**Brief**
What is needed here is an exact copy of all the entries below.

Entries provided Start Marker

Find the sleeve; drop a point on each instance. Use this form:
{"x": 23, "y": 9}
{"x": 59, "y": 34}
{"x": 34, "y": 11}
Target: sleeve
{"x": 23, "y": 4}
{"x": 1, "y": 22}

Entries provided End Marker

**Response below**
Find the sleeve; drop a point on each instance. Use this form:
{"x": 23, "y": 9}
{"x": 59, "y": 34}
{"x": 34, "y": 11}
Target: sleeve
{"x": 23, "y": 4}
{"x": 1, "y": 22}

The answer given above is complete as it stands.